▶ **Task details**
Include only the line with "Teacher note: indicate the white stone" and the lines after it, each reproduced exactly as it stands in the entries below.

┌─ Study material

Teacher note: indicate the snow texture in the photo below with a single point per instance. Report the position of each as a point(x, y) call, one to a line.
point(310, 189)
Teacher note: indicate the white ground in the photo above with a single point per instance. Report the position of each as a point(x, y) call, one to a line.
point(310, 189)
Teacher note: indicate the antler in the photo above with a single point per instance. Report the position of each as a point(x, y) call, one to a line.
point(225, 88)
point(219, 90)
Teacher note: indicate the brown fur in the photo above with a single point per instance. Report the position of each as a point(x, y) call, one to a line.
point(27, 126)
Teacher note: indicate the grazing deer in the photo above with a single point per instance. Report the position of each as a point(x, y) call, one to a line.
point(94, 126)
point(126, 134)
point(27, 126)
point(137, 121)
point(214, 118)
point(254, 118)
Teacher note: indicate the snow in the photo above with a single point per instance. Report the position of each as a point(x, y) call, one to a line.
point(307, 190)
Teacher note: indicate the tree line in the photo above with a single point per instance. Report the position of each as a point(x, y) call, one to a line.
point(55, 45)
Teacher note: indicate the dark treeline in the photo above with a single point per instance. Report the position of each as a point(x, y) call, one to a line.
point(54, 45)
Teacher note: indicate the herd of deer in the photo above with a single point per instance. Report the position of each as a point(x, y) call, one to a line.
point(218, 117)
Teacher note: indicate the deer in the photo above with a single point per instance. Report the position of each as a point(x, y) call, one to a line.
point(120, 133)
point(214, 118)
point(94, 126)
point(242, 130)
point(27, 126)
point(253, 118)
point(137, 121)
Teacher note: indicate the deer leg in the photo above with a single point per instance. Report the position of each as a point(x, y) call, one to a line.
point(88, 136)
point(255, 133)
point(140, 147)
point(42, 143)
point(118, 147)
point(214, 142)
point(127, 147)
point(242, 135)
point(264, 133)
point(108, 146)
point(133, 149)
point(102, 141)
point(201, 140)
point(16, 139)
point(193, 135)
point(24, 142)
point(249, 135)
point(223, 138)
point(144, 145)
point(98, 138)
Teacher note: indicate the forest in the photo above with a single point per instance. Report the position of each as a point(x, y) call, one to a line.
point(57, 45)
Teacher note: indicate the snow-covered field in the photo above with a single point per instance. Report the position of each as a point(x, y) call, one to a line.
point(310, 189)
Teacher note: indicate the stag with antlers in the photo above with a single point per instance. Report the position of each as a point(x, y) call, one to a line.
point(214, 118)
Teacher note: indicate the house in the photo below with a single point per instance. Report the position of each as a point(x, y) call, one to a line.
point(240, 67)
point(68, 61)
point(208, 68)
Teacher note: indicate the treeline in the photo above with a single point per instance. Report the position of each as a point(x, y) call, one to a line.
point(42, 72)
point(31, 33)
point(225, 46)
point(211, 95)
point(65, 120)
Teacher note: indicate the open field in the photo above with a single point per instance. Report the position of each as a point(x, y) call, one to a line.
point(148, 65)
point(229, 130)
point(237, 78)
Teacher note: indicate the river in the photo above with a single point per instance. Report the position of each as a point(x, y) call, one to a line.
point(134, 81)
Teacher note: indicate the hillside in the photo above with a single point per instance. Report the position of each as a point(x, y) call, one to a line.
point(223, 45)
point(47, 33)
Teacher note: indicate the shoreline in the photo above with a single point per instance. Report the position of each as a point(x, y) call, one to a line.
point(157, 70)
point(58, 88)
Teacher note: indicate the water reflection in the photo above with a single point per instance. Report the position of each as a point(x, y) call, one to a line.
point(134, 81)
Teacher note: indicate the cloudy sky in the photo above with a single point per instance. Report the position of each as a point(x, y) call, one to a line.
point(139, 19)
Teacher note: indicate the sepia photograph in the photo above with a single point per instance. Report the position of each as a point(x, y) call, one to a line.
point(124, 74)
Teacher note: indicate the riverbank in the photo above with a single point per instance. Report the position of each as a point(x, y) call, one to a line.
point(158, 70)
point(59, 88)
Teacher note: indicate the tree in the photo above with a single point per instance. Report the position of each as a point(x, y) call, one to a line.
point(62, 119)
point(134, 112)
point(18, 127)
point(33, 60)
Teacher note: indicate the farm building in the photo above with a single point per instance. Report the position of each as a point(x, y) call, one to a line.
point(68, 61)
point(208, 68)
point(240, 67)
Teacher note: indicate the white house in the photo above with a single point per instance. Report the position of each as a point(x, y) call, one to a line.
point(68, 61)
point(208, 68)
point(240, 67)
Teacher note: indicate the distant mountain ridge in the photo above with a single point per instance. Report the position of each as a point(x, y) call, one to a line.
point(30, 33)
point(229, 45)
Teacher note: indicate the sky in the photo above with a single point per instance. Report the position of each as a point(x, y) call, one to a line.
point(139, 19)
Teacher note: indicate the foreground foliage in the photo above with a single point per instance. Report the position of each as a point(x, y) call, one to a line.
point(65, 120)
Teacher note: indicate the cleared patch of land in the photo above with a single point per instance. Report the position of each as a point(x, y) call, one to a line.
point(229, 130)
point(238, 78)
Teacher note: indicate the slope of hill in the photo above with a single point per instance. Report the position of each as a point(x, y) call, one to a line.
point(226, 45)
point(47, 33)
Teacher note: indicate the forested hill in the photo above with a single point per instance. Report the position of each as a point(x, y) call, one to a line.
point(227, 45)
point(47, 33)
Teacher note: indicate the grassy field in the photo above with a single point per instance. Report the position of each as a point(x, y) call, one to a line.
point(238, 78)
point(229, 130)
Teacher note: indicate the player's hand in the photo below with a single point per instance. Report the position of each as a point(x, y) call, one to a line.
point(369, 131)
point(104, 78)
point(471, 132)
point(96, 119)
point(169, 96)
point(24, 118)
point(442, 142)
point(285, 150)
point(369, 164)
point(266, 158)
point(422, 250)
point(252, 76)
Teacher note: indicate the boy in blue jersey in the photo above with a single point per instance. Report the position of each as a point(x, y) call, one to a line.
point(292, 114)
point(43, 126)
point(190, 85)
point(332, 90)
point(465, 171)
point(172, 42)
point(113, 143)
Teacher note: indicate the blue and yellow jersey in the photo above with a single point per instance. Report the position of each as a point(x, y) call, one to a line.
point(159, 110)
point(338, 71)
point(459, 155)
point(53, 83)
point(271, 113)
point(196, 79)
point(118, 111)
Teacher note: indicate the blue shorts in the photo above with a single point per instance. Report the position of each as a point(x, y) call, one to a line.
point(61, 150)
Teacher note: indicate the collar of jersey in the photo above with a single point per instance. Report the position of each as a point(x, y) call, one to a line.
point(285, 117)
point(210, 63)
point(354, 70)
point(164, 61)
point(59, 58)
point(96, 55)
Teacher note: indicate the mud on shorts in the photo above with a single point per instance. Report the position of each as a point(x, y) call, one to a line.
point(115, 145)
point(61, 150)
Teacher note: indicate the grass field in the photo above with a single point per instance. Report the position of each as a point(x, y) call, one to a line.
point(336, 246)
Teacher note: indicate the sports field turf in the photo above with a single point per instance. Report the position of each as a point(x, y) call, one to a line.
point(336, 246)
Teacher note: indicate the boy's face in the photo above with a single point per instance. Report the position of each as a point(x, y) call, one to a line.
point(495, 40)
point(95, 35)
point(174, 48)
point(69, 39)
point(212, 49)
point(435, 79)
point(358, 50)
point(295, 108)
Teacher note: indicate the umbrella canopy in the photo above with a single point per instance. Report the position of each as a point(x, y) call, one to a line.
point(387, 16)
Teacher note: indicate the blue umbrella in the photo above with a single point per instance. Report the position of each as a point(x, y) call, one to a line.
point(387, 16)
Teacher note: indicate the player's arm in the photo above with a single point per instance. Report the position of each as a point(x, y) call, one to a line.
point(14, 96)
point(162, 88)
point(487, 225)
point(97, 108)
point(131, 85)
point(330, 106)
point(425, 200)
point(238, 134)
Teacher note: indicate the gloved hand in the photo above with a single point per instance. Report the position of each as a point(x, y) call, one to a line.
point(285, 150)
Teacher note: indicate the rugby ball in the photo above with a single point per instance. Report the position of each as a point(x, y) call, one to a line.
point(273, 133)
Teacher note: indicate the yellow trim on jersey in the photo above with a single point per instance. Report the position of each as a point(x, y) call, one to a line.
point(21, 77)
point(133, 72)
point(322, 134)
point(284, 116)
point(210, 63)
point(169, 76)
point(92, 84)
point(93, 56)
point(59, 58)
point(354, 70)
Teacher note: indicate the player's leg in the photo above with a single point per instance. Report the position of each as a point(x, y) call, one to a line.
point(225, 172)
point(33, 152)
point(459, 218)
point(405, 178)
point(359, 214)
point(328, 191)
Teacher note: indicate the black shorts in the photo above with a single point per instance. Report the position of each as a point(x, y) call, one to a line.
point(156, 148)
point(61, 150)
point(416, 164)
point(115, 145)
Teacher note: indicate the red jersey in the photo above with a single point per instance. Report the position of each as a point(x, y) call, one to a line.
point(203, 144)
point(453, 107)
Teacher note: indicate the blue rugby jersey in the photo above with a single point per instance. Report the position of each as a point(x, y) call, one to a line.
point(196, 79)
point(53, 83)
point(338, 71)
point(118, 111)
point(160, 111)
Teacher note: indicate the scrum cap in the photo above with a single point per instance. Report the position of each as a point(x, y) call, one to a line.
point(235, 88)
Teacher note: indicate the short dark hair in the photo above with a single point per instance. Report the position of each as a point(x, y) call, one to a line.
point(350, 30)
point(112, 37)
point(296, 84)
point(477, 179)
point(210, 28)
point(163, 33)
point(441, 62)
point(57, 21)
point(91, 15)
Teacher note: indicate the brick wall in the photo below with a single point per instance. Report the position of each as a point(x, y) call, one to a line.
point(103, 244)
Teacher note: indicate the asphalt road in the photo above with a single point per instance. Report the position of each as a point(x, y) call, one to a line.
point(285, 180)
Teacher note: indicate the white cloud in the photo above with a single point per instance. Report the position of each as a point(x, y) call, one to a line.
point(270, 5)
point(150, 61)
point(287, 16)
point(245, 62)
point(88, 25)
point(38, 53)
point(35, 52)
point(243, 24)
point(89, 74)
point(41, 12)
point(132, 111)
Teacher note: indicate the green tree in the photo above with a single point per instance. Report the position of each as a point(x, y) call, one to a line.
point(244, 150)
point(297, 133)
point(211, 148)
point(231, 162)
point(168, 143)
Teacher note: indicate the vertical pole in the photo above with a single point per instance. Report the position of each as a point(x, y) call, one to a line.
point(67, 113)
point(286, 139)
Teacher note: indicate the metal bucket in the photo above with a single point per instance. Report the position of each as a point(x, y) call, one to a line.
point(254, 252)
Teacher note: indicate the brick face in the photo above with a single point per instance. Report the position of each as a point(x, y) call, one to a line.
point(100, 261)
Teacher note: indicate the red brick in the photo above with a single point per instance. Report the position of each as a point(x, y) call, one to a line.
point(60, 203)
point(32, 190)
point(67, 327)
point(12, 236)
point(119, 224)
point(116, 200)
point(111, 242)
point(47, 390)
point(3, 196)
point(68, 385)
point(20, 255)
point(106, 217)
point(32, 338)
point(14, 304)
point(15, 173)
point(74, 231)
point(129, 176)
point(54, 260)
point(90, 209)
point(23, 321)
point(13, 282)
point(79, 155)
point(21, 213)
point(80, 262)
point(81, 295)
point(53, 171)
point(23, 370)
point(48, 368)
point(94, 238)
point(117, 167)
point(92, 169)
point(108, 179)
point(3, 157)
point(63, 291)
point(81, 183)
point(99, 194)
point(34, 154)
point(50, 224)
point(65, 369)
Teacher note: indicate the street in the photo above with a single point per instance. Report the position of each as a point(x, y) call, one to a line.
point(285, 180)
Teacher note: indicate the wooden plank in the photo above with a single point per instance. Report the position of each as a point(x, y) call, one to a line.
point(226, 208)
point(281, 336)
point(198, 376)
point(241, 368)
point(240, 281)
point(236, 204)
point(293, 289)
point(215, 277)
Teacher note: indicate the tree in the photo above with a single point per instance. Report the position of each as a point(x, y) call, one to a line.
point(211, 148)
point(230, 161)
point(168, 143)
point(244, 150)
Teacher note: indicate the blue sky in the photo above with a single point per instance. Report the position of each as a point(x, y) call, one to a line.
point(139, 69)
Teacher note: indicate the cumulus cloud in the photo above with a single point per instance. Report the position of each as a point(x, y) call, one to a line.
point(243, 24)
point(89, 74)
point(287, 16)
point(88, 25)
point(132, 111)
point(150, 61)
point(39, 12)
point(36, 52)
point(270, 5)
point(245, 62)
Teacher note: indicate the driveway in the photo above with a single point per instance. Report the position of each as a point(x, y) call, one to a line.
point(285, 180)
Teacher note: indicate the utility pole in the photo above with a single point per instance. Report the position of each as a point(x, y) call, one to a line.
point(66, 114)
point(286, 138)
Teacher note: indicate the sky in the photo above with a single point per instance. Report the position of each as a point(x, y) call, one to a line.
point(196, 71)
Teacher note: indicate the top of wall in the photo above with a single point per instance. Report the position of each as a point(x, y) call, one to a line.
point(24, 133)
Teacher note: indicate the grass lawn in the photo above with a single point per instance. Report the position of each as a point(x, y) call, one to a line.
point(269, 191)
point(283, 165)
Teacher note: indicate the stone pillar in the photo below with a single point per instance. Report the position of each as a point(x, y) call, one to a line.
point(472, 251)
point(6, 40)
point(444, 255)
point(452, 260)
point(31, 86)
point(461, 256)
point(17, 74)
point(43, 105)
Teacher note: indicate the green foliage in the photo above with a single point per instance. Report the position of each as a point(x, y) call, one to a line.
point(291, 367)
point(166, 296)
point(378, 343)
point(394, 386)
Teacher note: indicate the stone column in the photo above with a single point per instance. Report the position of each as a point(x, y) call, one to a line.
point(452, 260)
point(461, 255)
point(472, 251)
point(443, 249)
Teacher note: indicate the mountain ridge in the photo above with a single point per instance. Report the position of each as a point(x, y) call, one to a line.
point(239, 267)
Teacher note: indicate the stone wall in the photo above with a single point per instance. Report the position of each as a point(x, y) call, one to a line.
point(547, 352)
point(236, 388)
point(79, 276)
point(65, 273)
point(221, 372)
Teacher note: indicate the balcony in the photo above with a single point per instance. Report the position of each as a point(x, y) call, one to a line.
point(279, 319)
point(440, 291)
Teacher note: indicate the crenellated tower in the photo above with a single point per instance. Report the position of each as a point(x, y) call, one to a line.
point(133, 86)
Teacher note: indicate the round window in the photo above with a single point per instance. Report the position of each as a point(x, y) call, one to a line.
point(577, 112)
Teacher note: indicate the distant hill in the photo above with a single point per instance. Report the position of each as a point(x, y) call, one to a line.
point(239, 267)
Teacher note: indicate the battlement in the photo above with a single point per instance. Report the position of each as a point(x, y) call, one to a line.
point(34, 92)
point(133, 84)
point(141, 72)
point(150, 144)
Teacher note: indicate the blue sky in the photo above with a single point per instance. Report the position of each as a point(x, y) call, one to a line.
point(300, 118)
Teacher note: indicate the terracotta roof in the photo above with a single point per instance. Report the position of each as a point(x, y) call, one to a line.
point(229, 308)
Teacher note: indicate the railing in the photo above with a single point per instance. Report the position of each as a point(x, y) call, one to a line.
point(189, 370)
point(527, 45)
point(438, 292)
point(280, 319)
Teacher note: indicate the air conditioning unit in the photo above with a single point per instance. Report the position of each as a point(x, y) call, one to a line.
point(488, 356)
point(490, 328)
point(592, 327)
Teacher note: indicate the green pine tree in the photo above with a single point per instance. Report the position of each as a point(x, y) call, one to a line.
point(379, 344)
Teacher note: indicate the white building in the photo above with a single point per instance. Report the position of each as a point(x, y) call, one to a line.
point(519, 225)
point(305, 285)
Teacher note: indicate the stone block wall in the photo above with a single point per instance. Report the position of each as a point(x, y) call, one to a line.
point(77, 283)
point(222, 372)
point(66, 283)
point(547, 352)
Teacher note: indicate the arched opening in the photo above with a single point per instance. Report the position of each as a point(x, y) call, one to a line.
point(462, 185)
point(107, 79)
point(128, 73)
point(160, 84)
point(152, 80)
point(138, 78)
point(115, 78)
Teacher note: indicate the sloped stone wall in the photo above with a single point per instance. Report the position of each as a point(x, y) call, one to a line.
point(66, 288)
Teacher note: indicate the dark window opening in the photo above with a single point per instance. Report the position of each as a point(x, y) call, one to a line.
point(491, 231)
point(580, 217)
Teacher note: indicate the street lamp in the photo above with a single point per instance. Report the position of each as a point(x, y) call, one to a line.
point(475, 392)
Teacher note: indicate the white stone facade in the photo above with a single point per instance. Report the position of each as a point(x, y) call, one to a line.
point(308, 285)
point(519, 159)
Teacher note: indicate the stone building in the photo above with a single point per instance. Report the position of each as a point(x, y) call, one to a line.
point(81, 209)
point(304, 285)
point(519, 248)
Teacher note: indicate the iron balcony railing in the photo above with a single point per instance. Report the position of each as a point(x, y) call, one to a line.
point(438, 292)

└─

▶ **Problem solution**
Teacher note: indicate the white stone facade in the photo above with a single point per instance. Report the position of each as a point(x, y) call, one to a line.
point(308, 285)
point(519, 159)
Teacher note: indicate the stone building in the photo above with a single point per instance. Report the position of each as a point(x, y) call, one to a line.
point(81, 209)
point(304, 285)
point(519, 248)
Teacher note: indicate the iron balcony railing in the photo above with a single point per instance. Report the position of each as a point(x, y) call, one to a line.
point(438, 292)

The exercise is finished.